• [Photo-based referring expression data]:
◇ ◇ ◇ ◇

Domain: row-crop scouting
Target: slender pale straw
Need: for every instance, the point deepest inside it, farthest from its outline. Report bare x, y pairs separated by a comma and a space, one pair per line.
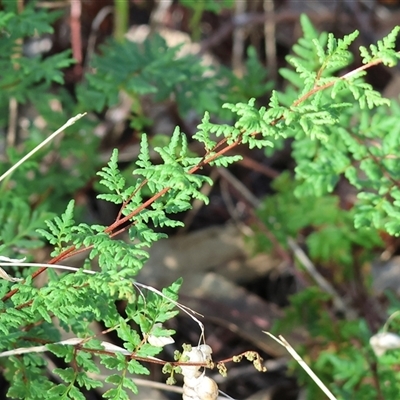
70, 122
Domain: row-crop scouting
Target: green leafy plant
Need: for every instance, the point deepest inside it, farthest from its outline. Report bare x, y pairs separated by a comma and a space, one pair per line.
33, 316
347, 146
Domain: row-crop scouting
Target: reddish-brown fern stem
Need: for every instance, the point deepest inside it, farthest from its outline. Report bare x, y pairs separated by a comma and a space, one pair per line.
202, 163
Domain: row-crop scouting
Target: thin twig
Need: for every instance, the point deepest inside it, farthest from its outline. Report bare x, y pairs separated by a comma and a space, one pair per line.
282, 341
70, 122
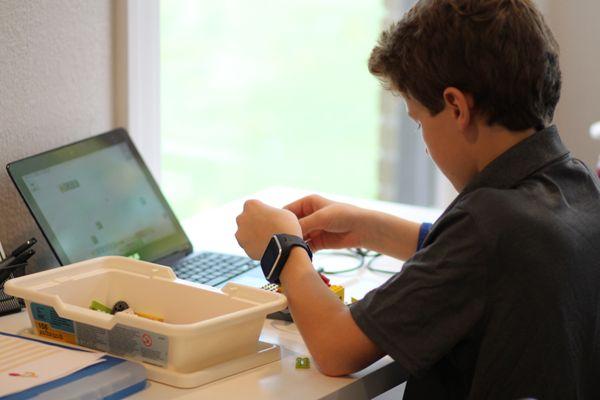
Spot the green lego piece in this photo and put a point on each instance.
(302, 362)
(97, 306)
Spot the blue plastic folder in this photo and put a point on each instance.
(112, 379)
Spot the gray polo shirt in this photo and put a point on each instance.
(503, 299)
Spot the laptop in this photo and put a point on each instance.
(96, 197)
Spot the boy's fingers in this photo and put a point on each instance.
(306, 205)
(315, 221)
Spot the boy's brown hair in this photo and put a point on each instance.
(499, 51)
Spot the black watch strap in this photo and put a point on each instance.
(277, 253)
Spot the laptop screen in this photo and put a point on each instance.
(96, 197)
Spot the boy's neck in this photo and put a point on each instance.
(492, 141)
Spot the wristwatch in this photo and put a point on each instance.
(277, 253)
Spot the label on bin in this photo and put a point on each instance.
(49, 324)
(125, 341)
(121, 340)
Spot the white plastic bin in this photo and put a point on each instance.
(203, 326)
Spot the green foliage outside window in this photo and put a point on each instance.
(267, 93)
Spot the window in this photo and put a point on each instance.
(267, 93)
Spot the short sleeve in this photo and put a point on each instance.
(421, 313)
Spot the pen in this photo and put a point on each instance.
(23, 247)
(12, 260)
(18, 252)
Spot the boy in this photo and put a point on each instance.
(500, 298)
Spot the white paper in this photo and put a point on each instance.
(21, 356)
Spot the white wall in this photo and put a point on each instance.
(576, 25)
(56, 61)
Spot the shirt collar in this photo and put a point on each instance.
(520, 161)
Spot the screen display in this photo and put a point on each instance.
(97, 198)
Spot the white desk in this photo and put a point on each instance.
(214, 230)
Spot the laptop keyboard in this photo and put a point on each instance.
(213, 268)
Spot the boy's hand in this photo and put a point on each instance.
(327, 224)
(259, 222)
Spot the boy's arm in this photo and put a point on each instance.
(337, 344)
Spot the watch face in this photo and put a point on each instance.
(269, 258)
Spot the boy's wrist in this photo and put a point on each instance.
(297, 263)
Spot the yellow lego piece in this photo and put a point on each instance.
(338, 290)
(149, 316)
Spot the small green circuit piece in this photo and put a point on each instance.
(302, 362)
(97, 306)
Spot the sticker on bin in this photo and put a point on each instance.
(124, 341)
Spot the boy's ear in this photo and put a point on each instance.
(461, 106)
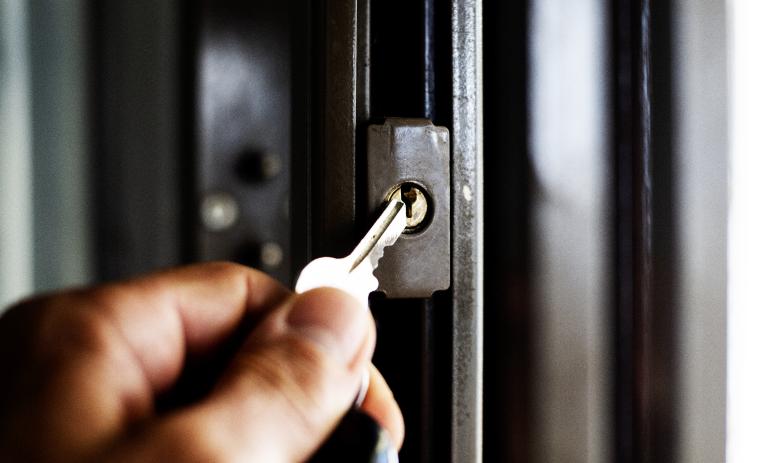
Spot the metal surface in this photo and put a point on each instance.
(138, 170)
(354, 273)
(569, 238)
(244, 115)
(467, 238)
(343, 110)
(413, 150)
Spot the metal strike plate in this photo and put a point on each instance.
(416, 153)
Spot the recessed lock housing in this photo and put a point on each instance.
(411, 158)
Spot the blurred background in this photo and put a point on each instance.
(624, 219)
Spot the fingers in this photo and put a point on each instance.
(285, 391)
(164, 315)
(380, 404)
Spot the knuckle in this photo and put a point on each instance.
(298, 377)
(72, 322)
(194, 441)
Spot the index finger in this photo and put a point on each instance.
(163, 316)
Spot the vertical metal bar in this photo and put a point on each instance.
(631, 34)
(137, 165)
(59, 140)
(467, 233)
(16, 241)
(336, 171)
(570, 336)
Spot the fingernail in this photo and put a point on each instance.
(333, 319)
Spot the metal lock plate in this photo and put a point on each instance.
(416, 153)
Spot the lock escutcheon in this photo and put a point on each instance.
(411, 157)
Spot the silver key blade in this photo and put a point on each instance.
(354, 273)
(384, 232)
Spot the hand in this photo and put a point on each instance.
(83, 371)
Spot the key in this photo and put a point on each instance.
(358, 438)
(354, 273)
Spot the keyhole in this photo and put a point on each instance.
(409, 196)
(417, 206)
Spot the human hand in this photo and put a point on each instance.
(83, 371)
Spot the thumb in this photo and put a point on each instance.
(298, 374)
(292, 381)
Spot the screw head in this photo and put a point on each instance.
(417, 203)
(271, 255)
(219, 211)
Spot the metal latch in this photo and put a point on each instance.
(410, 158)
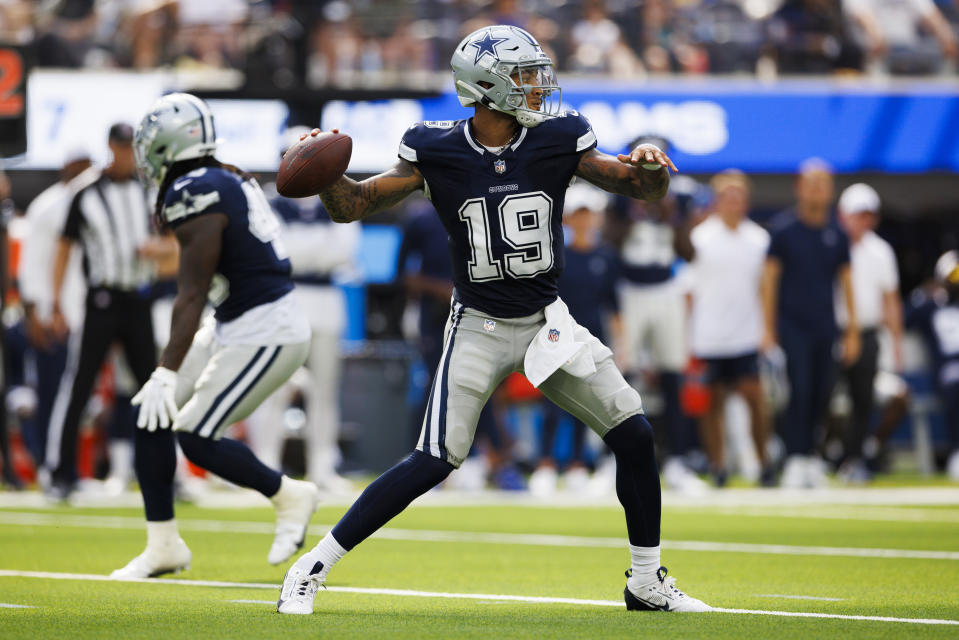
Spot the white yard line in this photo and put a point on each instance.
(476, 537)
(458, 596)
(789, 597)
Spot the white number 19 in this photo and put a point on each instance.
(524, 225)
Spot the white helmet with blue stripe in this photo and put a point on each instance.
(178, 127)
(504, 68)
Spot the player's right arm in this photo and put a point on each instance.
(348, 200)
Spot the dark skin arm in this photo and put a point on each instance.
(347, 200)
(200, 242)
(625, 175)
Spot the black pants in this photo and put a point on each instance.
(812, 372)
(860, 381)
(111, 316)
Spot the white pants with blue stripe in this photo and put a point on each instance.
(220, 384)
(479, 351)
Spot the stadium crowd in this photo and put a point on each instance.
(294, 43)
(723, 324)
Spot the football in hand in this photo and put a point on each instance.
(313, 164)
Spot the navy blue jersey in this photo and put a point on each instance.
(424, 252)
(588, 287)
(811, 258)
(502, 211)
(938, 321)
(253, 268)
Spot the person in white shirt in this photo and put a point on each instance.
(726, 325)
(875, 283)
(45, 217)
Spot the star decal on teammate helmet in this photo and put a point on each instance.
(486, 44)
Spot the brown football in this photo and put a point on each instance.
(313, 164)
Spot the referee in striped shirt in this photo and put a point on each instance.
(109, 218)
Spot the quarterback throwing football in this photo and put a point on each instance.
(498, 181)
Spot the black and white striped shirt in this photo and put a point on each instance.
(111, 220)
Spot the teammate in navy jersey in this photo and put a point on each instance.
(257, 337)
(936, 316)
(498, 181)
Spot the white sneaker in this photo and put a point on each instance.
(155, 561)
(660, 595)
(816, 473)
(679, 477)
(295, 503)
(299, 590)
(952, 467)
(543, 481)
(576, 480)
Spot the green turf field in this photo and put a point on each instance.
(497, 571)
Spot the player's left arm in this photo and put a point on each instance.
(200, 243)
(628, 174)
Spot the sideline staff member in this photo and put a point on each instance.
(110, 218)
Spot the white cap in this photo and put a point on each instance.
(585, 196)
(946, 265)
(858, 198)
(75, 153)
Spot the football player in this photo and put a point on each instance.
(214, 372)
(498, 181)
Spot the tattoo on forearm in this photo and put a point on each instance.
(347, 200)
(628, 180)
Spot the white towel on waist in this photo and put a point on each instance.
(558, 345)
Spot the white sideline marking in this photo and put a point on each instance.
(782, 595)
(459, 596)
(440, 594)
(532, 539)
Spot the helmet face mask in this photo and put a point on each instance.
(503, 68)
(178, 127)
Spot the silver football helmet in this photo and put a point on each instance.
(178, 127)
(503, 68)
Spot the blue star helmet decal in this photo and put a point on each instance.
(486, 44)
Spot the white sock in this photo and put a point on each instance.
(121, 459)
(328, 551)
(160, 534)
(645, 564)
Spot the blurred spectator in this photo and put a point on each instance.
(731, 37)
(900, 32)
(596, 44)
(875, 285)
(811, 36)
(588, 287)
(16, 21)
(650, 237)
(726, 321)
(210, 33)
(808, 257)
(45, 217)
(935, 312)
(666, 44)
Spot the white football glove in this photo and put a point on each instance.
(157, 400)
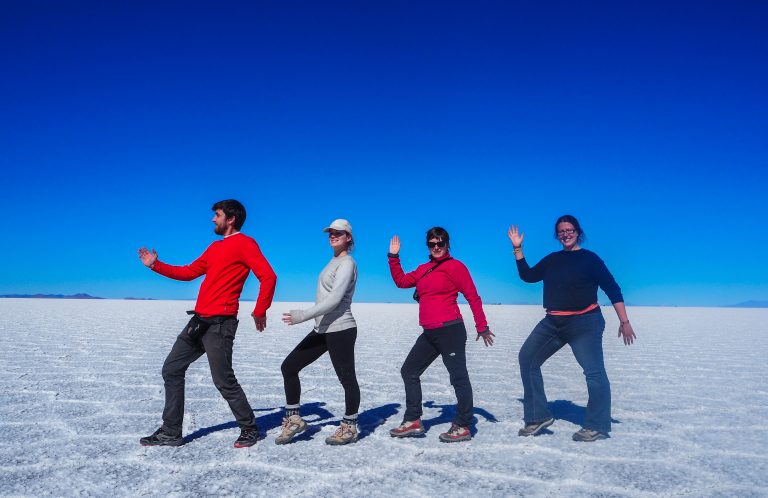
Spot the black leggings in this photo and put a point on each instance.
(341, 348)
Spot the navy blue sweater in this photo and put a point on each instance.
(571, 279)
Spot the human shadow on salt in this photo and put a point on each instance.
(367, 421)
(569, 411)
(447, 412)
(313, 411)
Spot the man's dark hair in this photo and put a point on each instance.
(232, 209)
(567, 218)
(439, 233)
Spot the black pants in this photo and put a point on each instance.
(449, 342)
(217, 343)
(341, 348)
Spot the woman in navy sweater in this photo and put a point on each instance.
(571, 278)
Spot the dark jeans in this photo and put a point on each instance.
(584, 334)
(217, 344)
(450, 342)
(341, 348)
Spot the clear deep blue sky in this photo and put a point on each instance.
(122, 122)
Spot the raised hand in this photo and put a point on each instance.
(515, 236)
(394, 245)
(147, 257)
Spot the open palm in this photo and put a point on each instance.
(515, 236)
(394, 245)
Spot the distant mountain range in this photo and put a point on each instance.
(64, 296)
(750, 304)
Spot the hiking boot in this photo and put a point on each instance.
(588, 435)
(345, 434)
(248, 437)
(455, 434)
(408, 429)
(535, 427)
(291, 426)
(161, 438)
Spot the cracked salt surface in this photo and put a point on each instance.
(81, 383)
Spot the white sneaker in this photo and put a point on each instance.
(345, 434)
(291, 426)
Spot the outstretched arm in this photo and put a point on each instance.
(185, 273)
(267, 283)
(401, 279)
(625, 328)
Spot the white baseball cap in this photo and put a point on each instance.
(341, 225)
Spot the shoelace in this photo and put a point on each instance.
(342, 430)
(287, 426)
(455, 429)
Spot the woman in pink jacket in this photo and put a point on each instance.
(438, 283)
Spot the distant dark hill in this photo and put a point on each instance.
(51, 296)
(750, 304)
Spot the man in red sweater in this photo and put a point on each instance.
(225, 264)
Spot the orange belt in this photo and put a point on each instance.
(568, 313)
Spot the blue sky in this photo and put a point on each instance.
(122, 123)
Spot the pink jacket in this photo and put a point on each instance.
(438, 292)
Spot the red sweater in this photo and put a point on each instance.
(225, 265)
(438, 292)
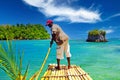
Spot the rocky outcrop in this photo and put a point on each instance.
(96, 36)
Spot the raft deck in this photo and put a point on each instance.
(74, 73)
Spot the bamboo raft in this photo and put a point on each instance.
(74, 73)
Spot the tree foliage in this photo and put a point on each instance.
(21, 31)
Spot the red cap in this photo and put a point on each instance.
(49, 22)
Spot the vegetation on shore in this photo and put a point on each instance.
(11, 63)
(21, 31)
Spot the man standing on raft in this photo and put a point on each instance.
(62, 42)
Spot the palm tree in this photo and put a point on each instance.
(11, 62)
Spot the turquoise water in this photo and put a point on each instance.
(100, 60)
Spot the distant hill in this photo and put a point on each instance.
(96, 36)
(21, 31)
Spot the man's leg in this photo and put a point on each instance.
(68, 59)
(58, 64)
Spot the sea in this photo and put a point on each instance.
(100, 59)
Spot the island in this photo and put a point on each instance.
(23, 32)
(96, 36)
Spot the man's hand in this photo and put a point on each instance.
(51, 42)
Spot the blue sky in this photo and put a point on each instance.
(76, 17)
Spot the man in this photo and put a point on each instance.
(61, 40)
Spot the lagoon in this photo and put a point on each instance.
(100, 60)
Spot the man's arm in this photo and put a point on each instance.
(53, 38)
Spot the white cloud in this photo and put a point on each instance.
(113, 16)
(109, 31)
(50, 8)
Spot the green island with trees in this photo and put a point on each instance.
(96, 36)
(23, 31)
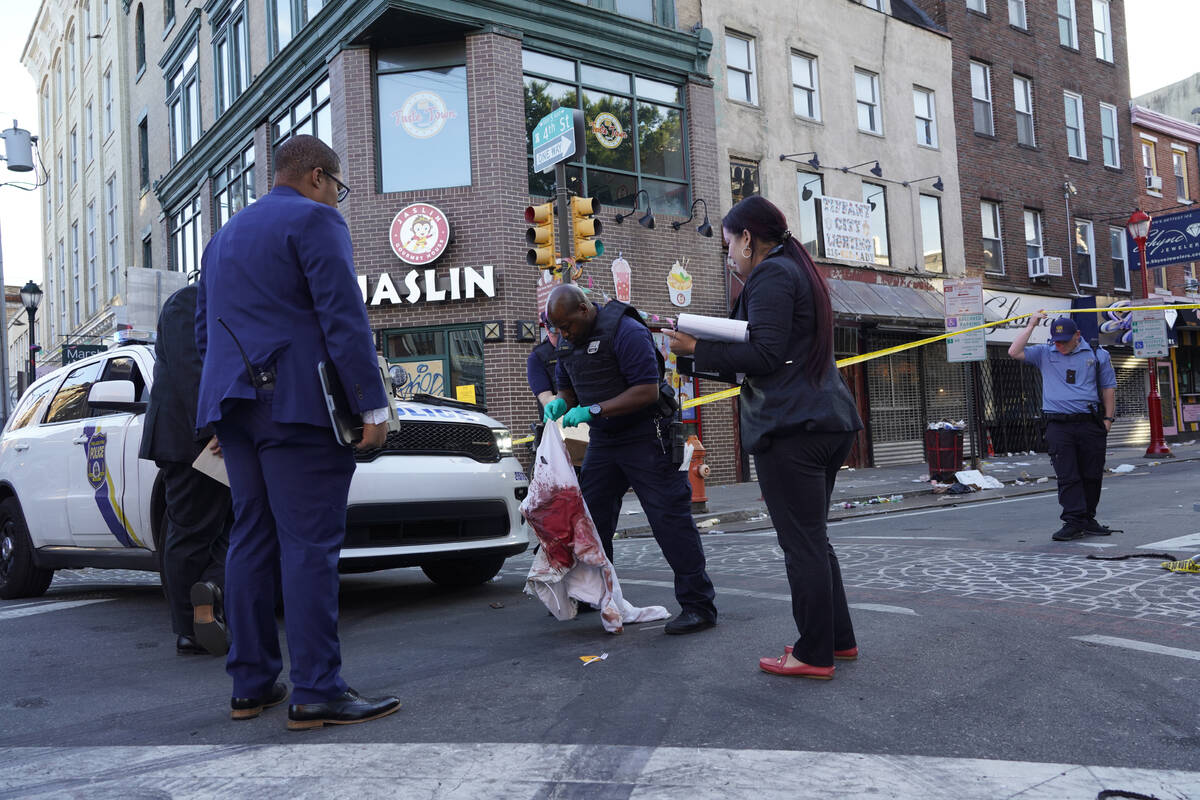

◇ ◇ ◇ ◇

• [Assignment]:
Lines above with "Target": state how many, nothing more.

• [Answer to the problem]:
4